» **Your assignment**
From the entries, copy out every line in which the word "black" is found.

» **Records shown**
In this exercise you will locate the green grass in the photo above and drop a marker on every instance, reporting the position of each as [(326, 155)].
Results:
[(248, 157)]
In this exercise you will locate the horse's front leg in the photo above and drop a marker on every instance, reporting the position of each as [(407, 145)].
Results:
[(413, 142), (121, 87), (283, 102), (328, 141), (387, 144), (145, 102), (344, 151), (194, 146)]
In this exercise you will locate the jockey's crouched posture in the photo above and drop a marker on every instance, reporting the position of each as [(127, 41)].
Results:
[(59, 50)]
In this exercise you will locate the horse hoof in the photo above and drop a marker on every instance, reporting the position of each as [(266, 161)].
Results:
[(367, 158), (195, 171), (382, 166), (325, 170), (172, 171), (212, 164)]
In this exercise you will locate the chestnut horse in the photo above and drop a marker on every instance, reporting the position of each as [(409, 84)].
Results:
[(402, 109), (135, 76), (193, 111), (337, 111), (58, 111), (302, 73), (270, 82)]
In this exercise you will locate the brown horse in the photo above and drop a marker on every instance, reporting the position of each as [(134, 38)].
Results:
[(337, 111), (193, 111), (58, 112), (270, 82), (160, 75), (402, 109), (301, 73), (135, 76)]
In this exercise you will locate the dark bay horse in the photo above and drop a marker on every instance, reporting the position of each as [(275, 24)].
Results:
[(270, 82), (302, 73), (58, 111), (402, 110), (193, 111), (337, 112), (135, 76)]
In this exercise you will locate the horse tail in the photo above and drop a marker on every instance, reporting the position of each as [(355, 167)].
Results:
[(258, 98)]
==
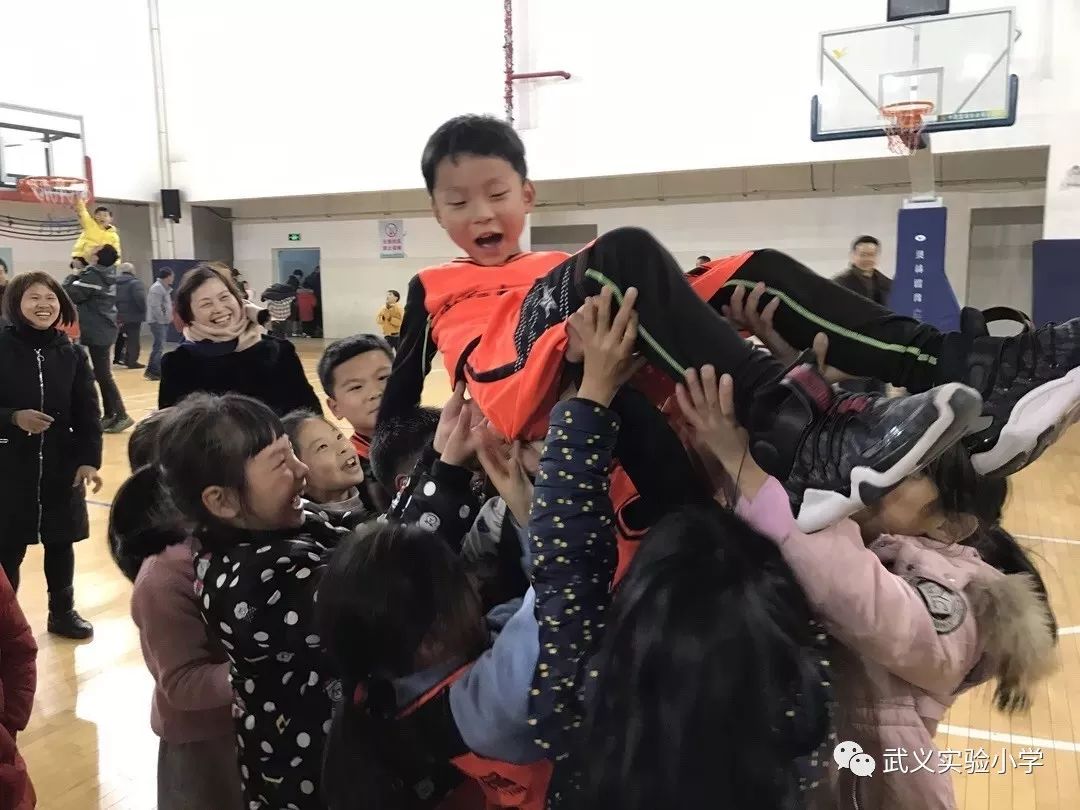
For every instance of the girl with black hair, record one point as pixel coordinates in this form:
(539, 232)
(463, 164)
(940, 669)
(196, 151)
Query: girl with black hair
...
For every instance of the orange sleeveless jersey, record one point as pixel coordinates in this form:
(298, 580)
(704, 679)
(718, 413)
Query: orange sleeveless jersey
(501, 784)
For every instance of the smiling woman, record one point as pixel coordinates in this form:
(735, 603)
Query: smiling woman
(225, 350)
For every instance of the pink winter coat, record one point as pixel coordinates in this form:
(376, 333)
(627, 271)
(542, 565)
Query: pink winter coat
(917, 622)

» **Written solution**
For every instance of the girl with black hair, record one point as pixel coordinates in this form:
Query: girl with black hair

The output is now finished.